BEGIN Given information
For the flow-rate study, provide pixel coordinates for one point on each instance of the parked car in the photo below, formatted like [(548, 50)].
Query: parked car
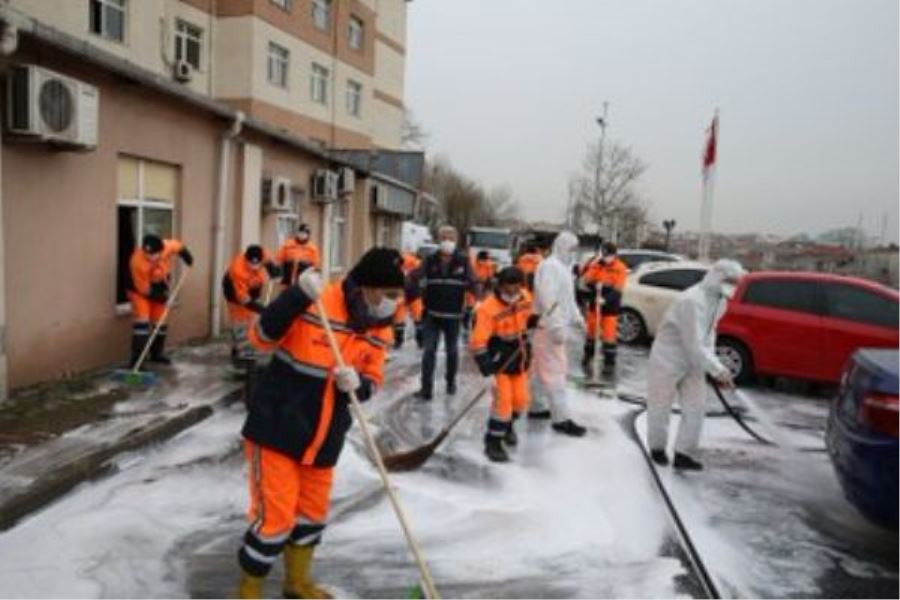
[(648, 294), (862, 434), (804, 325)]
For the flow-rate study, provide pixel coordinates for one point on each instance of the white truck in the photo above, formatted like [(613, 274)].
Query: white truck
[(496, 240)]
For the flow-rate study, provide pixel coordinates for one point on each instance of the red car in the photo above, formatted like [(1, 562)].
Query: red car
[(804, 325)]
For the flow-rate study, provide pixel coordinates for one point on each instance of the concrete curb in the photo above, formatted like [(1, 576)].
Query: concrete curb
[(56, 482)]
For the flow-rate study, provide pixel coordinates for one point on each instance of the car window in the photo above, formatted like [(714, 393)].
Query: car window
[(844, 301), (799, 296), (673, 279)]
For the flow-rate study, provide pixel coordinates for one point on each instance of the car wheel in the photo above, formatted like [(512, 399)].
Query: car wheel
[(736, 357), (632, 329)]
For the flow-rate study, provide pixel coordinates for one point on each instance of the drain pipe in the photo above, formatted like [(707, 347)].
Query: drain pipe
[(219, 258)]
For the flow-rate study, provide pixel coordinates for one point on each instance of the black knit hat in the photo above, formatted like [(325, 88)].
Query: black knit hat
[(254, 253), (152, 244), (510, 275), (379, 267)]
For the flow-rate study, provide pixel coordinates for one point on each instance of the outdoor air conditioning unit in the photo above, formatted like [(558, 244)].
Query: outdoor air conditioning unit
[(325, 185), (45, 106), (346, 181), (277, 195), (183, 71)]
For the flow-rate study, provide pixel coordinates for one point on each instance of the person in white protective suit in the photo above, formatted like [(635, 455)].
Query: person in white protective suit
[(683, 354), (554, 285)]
END Given information
BEGIN Given information
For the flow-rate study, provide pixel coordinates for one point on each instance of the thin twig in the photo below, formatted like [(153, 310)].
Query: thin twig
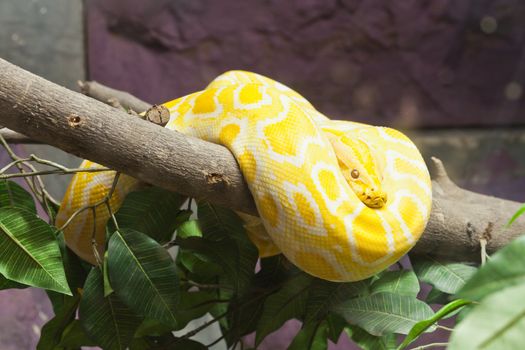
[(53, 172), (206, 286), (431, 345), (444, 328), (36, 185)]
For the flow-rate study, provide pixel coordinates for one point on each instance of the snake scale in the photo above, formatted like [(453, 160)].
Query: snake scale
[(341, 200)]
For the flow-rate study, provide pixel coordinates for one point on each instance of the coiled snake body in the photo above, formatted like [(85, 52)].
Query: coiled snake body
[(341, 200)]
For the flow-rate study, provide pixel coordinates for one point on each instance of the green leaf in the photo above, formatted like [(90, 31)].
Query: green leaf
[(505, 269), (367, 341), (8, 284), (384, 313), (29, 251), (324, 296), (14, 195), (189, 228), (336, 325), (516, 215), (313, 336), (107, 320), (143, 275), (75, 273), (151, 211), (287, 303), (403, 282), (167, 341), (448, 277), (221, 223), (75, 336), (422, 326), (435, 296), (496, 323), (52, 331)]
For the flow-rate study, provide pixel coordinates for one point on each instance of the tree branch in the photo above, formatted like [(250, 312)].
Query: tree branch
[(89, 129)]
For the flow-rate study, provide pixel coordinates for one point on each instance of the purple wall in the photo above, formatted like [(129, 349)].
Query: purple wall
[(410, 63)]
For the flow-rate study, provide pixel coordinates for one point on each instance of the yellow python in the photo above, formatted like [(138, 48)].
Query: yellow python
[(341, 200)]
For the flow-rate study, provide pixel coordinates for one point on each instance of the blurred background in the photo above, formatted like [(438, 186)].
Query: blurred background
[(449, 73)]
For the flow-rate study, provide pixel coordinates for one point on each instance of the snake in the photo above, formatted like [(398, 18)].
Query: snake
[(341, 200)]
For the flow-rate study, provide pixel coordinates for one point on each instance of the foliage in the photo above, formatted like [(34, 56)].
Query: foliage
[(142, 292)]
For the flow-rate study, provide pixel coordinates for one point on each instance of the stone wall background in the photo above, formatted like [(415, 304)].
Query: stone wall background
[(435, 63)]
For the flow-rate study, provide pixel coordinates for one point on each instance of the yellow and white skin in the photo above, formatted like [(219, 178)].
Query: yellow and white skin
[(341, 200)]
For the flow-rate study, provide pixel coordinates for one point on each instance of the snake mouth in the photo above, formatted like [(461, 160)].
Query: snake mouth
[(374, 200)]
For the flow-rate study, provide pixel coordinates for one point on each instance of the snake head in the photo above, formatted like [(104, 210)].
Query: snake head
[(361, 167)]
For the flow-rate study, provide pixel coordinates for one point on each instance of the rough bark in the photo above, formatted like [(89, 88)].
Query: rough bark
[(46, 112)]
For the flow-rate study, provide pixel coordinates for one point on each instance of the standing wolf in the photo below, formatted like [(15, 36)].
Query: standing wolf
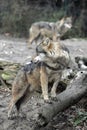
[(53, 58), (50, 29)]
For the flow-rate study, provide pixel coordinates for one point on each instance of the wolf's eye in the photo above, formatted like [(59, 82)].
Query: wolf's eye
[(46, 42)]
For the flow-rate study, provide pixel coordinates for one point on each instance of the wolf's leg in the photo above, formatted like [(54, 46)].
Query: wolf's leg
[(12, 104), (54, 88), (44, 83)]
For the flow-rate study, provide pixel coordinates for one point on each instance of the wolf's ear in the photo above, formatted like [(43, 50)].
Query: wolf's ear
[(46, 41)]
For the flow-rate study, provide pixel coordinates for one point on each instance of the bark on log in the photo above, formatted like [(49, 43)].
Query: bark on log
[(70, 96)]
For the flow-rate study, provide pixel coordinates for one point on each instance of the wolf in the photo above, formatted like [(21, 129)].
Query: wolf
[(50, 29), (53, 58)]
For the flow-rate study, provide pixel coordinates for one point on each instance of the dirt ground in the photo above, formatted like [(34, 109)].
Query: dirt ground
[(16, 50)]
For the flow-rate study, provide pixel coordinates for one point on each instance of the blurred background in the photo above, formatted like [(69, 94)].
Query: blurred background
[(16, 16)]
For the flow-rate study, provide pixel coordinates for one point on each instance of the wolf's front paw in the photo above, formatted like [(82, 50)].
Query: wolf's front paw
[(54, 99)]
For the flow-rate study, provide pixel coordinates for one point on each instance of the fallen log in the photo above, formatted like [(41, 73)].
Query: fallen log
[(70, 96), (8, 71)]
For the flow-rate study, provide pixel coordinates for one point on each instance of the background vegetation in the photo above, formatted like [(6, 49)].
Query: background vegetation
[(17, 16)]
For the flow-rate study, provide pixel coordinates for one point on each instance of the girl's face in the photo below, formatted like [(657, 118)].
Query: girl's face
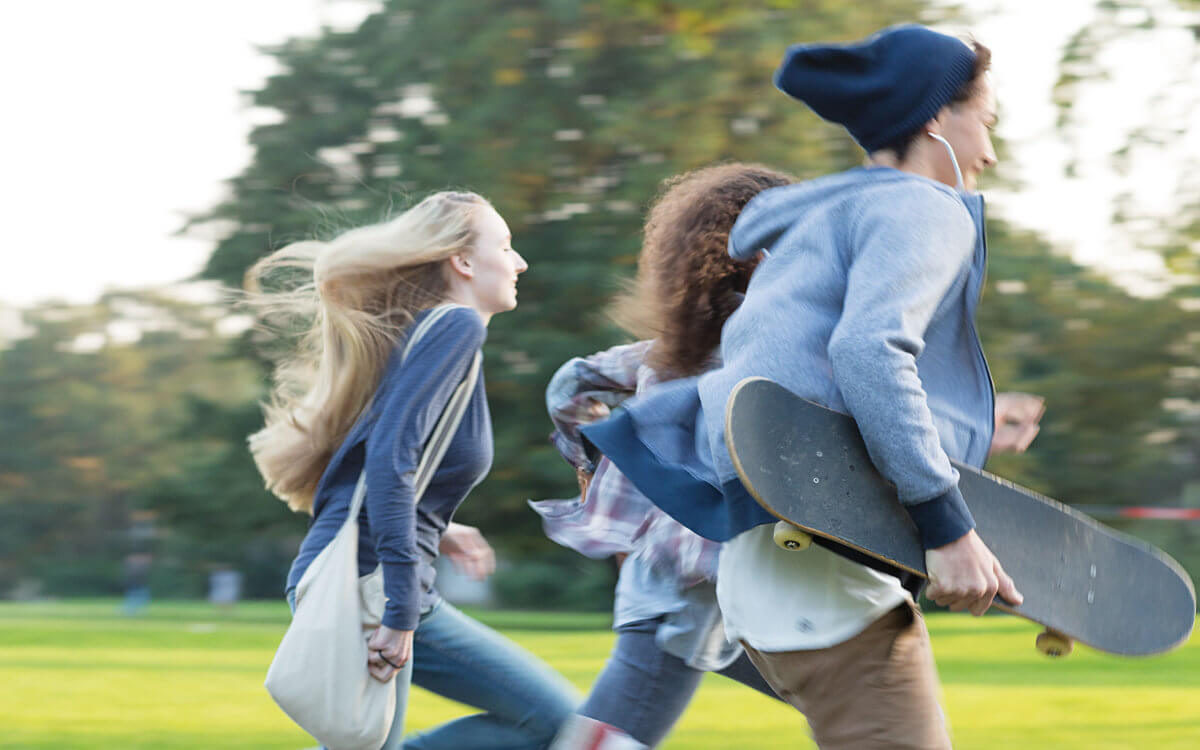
END Given information
BEGIN Given information
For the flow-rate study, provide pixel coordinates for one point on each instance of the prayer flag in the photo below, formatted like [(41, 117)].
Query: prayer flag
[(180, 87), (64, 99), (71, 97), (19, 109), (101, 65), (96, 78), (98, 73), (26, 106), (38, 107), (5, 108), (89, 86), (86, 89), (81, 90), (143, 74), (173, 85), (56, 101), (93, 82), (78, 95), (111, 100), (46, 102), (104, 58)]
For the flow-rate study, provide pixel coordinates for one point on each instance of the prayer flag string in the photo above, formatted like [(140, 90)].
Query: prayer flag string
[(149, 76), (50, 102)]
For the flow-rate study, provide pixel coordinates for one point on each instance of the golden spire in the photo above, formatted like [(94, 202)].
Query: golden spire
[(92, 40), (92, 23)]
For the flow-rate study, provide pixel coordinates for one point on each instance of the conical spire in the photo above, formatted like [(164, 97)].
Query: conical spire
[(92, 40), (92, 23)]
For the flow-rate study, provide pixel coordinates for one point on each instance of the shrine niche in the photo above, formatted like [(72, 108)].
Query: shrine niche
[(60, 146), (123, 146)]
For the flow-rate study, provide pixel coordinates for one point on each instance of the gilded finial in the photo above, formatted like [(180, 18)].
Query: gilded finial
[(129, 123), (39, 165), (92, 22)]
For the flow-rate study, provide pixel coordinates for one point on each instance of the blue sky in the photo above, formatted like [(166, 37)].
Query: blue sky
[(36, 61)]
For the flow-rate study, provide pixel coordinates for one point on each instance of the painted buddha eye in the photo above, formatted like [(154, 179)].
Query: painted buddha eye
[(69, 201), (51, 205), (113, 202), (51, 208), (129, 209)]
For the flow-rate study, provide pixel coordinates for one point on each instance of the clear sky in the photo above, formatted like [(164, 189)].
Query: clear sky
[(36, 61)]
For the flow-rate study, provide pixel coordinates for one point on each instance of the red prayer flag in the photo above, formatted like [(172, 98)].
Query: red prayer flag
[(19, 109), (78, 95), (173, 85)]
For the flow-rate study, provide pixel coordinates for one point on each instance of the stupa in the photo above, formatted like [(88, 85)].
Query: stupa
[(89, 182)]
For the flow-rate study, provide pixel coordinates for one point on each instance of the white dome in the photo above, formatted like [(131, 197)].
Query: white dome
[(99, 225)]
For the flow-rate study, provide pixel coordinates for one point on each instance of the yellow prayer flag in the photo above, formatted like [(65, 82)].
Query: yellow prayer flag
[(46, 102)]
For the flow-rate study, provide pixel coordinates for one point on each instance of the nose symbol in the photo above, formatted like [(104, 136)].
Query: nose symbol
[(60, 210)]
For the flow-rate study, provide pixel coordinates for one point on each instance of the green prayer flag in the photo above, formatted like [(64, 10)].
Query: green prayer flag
END Given information
# Prompt
Please set down, exactly and with no pictures, the lines in the entries above starting at the one holding "like [(548, 50)]." and ending at the one holding "like [(325, 88)].", ends included.

# Answer below
For the flow-rate study, provide pixel coordinates for one point on each instance of the parked car in the photo below, formatted like [(548, 50)].
Query: parked car
[(648, 294), (862, 434), (804, 325)]
For the flow-rate study, provide pixel coordinates for one point on each instance of the white truck in the photo above, formatted like [(613, 274)].
Query: white truck
[(496, 240)]
For the flow-rate study, provide pixel coordinates for one point on each instance of the red car in the photo above, formatted like [(1, 562)].
Query: red car
[(804, 325)]
For the flow-rate study, provide pixel coordinates for one point on each instance of the concrete curb in the photo above, formatted like [(1, 576)].
Query: concrete curb
[(56, 482)]
For the flow-rate study, provide pixel coordinates for one point on each instance of the car window in the photo above, formatted like [(714, 393)].
Query: car window
[(844, 301), (799, 296), (673, 279)]
For the flow-rate study, provide pixel coordinates for one point on each instance of the car wheel in the photo above, formatted like [(512, 399)].
Query: car wheel
[(736, 357), (632, 329)]
For the flow-rate study, provide pixel coordinates for one point on each instance of the drain pipe in the photo above, formatted like [(707, 347)].
Query: drain pipe
[(219, 258)]
For the flow-rate study, provide pixel coordinates for one point on each instance of the black knit hat in the photo above, formatted like [(325, 88)].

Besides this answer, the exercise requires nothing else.